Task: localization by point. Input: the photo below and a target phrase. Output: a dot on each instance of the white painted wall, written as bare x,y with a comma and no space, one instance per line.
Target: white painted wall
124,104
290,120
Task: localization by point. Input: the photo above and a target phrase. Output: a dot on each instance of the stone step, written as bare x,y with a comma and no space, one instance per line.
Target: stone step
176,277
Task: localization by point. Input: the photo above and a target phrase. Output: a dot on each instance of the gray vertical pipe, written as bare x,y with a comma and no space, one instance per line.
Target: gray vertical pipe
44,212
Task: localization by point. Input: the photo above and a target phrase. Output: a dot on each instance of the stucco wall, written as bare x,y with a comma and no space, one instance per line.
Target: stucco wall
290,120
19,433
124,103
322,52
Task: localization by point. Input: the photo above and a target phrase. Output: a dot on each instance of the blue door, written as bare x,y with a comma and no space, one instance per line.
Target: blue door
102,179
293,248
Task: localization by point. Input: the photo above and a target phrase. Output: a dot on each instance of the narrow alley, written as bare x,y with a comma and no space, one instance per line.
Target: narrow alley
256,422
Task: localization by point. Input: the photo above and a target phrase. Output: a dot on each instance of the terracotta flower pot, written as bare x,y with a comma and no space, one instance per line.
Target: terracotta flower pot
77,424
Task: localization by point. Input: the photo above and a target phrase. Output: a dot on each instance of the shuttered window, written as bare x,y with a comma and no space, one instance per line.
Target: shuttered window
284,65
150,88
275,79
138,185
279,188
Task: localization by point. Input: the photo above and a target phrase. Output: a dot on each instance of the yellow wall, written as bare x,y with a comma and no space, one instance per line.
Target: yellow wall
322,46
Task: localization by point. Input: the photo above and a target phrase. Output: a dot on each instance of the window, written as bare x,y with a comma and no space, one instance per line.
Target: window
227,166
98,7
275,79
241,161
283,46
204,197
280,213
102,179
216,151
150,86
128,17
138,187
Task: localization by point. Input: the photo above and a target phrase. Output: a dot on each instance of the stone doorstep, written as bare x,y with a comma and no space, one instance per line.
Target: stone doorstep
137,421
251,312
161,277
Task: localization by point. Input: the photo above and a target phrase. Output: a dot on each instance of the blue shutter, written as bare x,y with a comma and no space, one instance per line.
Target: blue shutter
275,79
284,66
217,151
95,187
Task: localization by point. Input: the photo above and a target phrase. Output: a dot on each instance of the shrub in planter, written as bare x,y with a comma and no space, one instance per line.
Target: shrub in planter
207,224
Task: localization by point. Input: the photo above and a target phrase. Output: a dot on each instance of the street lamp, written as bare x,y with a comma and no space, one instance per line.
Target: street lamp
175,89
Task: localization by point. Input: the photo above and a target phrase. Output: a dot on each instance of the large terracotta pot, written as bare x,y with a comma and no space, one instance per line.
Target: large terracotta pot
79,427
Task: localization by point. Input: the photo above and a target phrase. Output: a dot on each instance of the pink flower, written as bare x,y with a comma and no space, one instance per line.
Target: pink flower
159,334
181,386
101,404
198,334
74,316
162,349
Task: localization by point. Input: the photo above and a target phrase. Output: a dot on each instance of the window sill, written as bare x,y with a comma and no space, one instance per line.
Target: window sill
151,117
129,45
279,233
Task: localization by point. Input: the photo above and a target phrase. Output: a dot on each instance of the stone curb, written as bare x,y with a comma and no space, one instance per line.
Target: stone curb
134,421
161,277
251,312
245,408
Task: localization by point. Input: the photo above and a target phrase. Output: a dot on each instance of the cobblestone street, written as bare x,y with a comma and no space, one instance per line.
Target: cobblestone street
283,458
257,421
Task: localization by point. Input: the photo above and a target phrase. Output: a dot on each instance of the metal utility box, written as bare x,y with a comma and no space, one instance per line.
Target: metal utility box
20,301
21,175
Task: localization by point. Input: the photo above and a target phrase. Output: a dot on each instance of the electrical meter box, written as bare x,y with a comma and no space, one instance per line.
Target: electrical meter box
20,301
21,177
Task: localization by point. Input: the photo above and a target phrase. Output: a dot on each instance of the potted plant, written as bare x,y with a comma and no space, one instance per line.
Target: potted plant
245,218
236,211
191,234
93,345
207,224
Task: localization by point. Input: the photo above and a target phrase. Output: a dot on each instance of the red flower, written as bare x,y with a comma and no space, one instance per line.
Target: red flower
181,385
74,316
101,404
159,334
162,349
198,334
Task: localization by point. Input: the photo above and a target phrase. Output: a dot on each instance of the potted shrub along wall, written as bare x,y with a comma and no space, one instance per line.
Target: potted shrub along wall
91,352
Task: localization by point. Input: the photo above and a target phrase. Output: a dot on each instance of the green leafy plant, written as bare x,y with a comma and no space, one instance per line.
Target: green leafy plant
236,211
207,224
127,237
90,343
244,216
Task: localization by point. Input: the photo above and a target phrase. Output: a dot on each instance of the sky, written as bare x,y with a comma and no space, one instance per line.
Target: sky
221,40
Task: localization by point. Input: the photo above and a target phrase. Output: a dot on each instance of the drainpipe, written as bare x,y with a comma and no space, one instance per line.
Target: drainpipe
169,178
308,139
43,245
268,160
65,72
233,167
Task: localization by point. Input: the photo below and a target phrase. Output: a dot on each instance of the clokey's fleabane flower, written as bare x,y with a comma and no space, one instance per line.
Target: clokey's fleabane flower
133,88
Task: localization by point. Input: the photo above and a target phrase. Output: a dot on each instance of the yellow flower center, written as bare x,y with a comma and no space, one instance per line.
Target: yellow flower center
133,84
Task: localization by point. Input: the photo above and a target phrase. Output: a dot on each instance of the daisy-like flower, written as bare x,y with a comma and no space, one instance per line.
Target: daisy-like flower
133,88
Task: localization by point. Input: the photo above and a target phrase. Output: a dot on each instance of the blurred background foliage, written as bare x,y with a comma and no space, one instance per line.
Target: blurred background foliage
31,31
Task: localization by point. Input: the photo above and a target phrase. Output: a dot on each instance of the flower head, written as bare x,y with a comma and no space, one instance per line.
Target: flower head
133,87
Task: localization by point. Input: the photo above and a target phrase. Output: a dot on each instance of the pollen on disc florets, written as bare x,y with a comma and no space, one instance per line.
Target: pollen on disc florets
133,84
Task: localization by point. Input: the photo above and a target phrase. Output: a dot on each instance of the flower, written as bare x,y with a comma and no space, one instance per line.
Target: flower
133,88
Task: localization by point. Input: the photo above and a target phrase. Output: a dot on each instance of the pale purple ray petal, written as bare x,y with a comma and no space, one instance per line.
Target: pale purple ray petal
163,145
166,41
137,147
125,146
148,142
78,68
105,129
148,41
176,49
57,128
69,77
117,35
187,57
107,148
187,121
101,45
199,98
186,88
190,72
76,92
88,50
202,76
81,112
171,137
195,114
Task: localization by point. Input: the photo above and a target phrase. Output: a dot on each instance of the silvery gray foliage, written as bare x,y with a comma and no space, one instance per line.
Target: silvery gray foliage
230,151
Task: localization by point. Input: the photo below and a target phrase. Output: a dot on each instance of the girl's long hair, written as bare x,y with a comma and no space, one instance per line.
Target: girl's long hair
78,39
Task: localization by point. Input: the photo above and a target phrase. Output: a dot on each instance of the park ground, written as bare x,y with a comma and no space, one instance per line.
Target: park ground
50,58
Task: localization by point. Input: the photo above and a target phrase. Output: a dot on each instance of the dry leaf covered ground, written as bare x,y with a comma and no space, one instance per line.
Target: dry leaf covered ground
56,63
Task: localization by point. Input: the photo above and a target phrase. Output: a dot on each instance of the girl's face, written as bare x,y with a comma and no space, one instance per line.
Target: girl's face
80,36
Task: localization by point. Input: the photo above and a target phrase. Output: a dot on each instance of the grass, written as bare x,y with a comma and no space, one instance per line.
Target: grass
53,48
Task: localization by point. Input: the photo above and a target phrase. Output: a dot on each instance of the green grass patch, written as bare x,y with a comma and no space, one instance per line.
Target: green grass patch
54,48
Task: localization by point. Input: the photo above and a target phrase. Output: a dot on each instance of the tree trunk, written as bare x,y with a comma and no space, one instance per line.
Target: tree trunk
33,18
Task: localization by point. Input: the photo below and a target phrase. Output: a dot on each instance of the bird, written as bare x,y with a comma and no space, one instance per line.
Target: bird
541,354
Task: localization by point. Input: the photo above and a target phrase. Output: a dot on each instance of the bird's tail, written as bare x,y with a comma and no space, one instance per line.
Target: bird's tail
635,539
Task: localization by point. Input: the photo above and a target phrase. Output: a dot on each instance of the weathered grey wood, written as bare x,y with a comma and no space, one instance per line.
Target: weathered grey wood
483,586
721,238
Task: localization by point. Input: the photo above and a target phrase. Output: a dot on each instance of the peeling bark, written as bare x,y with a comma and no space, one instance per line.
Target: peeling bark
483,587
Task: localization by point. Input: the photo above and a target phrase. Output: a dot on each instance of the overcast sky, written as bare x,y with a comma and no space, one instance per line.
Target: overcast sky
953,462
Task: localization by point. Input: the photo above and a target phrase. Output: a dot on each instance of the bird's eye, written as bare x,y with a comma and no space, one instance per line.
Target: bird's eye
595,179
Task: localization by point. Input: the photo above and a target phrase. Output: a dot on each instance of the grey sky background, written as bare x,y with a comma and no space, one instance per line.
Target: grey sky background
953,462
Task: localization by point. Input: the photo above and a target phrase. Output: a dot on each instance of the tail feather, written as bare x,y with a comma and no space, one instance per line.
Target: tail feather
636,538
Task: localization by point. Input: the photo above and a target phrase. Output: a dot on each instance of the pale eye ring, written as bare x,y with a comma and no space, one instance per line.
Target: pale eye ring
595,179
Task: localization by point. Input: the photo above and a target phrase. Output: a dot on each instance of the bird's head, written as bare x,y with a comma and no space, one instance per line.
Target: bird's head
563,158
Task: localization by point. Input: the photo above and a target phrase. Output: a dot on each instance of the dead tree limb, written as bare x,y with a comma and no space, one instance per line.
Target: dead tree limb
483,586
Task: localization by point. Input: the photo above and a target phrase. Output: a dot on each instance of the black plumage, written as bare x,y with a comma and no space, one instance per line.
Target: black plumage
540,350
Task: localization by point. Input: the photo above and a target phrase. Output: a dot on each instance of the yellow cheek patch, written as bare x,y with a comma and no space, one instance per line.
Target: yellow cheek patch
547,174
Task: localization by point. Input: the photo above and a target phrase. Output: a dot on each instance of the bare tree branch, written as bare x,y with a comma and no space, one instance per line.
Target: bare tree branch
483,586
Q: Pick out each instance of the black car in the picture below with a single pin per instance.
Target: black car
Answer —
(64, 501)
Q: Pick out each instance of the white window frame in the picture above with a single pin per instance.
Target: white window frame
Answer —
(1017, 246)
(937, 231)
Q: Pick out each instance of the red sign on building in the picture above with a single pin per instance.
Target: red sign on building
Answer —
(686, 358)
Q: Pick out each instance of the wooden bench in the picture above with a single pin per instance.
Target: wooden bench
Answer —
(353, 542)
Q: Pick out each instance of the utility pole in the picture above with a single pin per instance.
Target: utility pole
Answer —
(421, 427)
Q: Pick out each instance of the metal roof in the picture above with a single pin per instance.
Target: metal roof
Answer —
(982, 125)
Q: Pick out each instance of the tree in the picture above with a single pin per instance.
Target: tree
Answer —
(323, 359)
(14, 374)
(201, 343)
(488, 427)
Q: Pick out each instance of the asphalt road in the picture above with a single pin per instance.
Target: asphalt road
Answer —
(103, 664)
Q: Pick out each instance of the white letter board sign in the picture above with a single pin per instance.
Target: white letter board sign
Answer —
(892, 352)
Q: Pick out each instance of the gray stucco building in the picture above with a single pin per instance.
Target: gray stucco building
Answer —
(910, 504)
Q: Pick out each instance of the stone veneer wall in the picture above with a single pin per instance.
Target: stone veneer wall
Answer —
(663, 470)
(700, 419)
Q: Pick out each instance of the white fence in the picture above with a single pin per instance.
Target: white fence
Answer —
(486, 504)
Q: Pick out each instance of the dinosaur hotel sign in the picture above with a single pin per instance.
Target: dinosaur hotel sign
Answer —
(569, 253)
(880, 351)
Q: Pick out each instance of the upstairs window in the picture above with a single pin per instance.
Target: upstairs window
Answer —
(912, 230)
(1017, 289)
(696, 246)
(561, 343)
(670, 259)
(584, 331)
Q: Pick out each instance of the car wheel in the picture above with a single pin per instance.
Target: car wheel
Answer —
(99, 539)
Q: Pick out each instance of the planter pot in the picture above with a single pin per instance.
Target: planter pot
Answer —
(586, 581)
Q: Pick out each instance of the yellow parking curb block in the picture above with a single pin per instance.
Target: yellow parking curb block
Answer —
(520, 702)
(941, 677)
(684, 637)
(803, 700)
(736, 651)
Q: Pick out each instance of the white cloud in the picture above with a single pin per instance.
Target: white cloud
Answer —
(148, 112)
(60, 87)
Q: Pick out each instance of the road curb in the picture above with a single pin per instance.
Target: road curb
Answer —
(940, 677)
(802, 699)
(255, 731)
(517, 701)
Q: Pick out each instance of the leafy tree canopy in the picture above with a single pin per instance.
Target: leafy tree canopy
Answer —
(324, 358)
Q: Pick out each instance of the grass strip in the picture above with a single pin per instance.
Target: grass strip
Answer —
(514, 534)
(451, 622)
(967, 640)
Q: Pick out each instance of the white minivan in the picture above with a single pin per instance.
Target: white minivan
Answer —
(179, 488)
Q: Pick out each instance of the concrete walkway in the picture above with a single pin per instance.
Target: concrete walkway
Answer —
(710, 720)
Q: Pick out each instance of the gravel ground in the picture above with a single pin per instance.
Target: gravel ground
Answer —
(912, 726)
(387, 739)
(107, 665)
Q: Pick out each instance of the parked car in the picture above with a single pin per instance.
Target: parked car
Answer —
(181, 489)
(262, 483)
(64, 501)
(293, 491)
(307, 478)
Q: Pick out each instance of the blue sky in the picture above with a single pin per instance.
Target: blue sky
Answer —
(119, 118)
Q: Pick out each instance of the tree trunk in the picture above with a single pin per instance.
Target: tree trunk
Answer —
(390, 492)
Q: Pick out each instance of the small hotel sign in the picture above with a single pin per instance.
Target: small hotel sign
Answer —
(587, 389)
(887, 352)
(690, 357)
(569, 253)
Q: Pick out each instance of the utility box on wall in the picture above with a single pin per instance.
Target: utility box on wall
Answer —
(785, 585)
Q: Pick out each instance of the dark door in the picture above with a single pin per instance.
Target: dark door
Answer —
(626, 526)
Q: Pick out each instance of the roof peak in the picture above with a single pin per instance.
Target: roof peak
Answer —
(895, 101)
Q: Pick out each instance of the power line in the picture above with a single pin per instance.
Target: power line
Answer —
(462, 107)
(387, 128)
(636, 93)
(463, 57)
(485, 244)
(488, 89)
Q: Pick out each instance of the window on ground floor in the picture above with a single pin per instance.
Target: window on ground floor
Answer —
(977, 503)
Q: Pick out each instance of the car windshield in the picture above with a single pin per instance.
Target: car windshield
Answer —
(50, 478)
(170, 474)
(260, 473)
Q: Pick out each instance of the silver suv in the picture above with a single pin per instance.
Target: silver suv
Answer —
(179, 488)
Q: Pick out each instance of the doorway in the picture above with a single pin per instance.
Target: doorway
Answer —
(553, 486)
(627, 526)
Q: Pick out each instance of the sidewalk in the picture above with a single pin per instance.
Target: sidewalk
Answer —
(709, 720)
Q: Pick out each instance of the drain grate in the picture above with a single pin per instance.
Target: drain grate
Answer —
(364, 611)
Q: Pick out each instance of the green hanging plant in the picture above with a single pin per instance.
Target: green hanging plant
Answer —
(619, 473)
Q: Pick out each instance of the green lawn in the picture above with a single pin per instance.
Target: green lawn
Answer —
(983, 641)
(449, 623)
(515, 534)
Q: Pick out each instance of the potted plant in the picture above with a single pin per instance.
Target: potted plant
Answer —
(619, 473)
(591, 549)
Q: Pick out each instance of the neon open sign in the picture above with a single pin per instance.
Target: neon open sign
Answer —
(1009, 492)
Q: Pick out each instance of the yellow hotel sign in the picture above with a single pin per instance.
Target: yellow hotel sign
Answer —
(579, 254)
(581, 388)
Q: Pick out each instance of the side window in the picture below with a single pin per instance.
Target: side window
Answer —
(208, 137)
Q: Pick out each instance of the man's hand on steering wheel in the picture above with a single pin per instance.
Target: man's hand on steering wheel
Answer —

▬▬▬▬▬▬▬▬▬▬

* [TASK STATEMENT]: Repeat word for word the lines above that run from the line containing "Q: Pick out each instance of the yellow parking" through the line containing "Q: Pick out each instance of the small", both ends included, and nothing else.

* [THE COMPLETED TASK]:
Q: Pick out each instance of the yellow parking curb block in the picture above with a single pin per instance.
Target: yellow parking curb block
Answer —
(520, 702)
(941, 677)
(684, 637)
(803, 700)
(736, 651)
Q: Pick out each instance of the white cloud in the picture above with a single pin per instance.
Target: white cloud
Answer —
(148, 112)
(60, 87)
Q: Pick out each instance of the road curb in the picture above with a single pin per instance.
Target: road curb
Answer —
(940, 677)
(802, 699)
(255, 731)
(517, 701)
Q: Pick out each instance of the leafy tree canopy in the picture above with a single pin per instance.
Target: leafy tree canopy
Answer —
(324, 358)
Q: Pick out each instance of the grass strip in the picture above with a single pin per instance.
Target: grass strip
Answer —
(514, 534)
(451, 622)
(967, 640)
Q: Pick out each instance of the white minivan in the picture above with a single pin per instance.
Target: white minivan
Answer —
(179, 488)
Q: Pick out each instance of the concrete walkway in the picture above with a single pin per instance.
Target: concrete walkway
Answer —
(710, 720)
Q: Pick out each instance of the gravel ground in the picture above with a single pin per instance.
Target: gravel ground
Answer —
(912, 726)
(387, 739)
(107, 665)
Q: Pick out each instance of the parked car in the picture above with a single pin per instance.
Target: parked car
Answer —
(181, 489)
(262, 483)
(64, 501)
(293, 491)
(307, 478)
Q: Pick out each instance of the blue sky in the picture above with a single pin per instance.
Target: blue sky
Answer —
(119, 118)
Q: Pick out each instance of the tree trunk in the picture above with a single pin per instance.
Target: tree trunk
Answer —
(390, 492)
Q: Pick out each instance of the small hotel sign in the picture above with a single pin per instance.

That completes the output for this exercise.